Tuesday, March 23, 2010

Somebody get me a doctor

Back in December I explained what I was looking for in health care reform.  To review:
allow health insurance to be sold across state lines, remove expensive mandates, give the same tax breaks to individuals that businesses get and decouple insurance from your place of employment.
I am only speculating here, but I imagine that none of my preferred provisions are going to be found within the thousands of pages of this bill, but, as Nancy Pelosi promised, now that the health care bill is passed, we can find out what is in the dang thing.

Regardless of what specifics are in this bill, I doubt I'll be pleased with it.  (Again, mere speculation).  But from a big-picture perspective, this bill frightens the hell out of me because it allows another tentacle of government wrap around our lives.  The saying goes that there are two things certain in life:  death and taxes.  Well, I'd like to propose one more certainty:  the expansion of government.

Writing out of the Richmond Times-Dispatch, Barton Hinkle explains "more better" what I can't.

**Objective 1:** According to the health care blog post, what two things does the saying call certain in life?
**Objective 2:** In the health care blog post, substitute "arm" for "tentacle" and give the part from "Regardless of what" up to and including "what I can't.".
The listing that comes next is drawn from a separate source.

**Records shown:**
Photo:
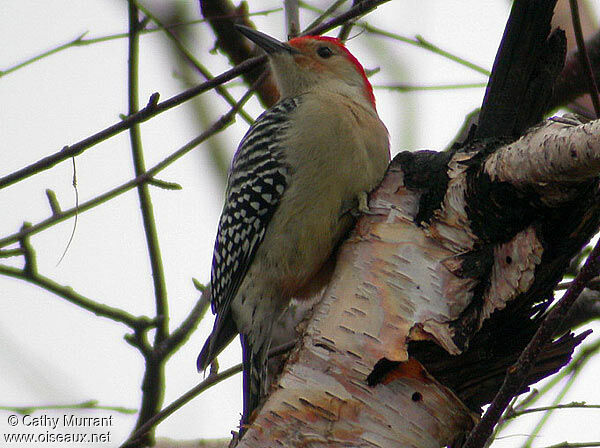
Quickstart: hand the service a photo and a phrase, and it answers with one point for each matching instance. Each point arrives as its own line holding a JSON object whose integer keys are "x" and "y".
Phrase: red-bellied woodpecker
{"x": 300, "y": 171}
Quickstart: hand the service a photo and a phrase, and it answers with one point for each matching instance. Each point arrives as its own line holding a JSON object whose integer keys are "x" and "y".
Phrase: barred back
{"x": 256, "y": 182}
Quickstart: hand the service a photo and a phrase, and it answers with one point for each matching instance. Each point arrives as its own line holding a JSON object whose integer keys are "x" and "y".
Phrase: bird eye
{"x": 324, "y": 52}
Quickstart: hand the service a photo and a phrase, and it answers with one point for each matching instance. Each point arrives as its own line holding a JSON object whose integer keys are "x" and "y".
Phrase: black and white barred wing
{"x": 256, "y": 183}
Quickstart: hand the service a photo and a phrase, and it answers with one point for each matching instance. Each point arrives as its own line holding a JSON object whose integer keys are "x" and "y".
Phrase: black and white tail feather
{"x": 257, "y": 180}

==

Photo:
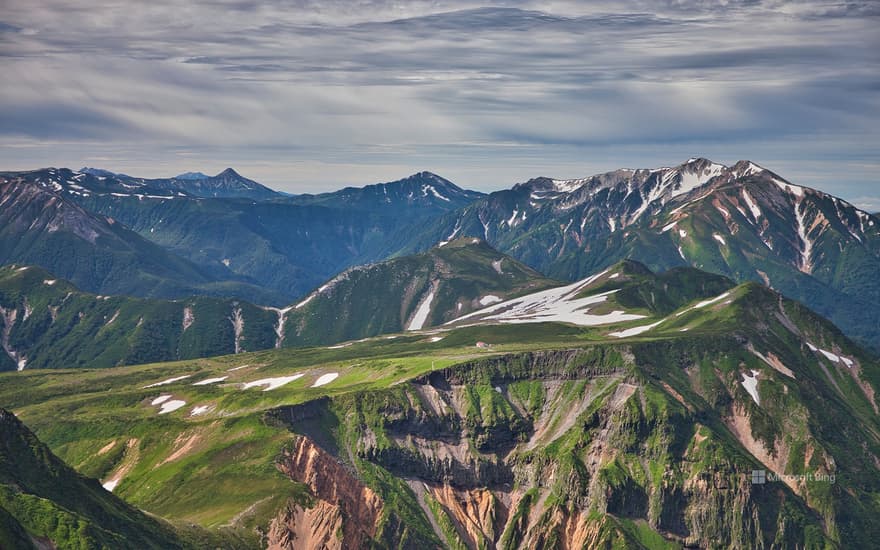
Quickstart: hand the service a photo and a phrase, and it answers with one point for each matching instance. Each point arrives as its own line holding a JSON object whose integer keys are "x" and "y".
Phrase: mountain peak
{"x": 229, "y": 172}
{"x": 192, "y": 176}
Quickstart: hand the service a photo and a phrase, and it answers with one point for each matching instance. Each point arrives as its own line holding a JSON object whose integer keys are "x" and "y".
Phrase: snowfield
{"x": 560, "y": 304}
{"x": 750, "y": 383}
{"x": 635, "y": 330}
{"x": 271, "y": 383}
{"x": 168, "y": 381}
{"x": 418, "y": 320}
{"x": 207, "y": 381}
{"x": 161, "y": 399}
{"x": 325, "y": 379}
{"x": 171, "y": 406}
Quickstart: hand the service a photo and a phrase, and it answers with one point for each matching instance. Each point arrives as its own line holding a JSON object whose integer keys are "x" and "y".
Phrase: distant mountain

...

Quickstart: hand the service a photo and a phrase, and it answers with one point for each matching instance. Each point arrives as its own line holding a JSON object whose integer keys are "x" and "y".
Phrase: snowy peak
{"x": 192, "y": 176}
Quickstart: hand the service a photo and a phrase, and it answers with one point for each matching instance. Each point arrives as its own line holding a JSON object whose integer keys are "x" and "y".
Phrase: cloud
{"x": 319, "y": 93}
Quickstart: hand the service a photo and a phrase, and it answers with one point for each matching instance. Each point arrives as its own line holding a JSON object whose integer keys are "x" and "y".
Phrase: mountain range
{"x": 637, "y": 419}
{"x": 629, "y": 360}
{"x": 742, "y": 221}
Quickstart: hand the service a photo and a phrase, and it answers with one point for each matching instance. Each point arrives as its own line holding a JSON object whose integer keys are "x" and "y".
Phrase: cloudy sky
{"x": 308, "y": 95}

**Final result 1:** Death and taxes.

**Final result 2:**
Regardless of what specifics are in this bill, I doubt I'll be pleased with it.  (Again, mere speculation).  But from a big-picture perspective, this bill frightens the hell out of me because it allows another arm of government wrap around our lives.  The saying goes that there are two things certain in life:  death and taxes.  Well, I'd like to propose one more certainty:  the expansion of government.

Writing out of the Richmond Times-Dispatch, Barton Hinkle explains "more better" what I can't.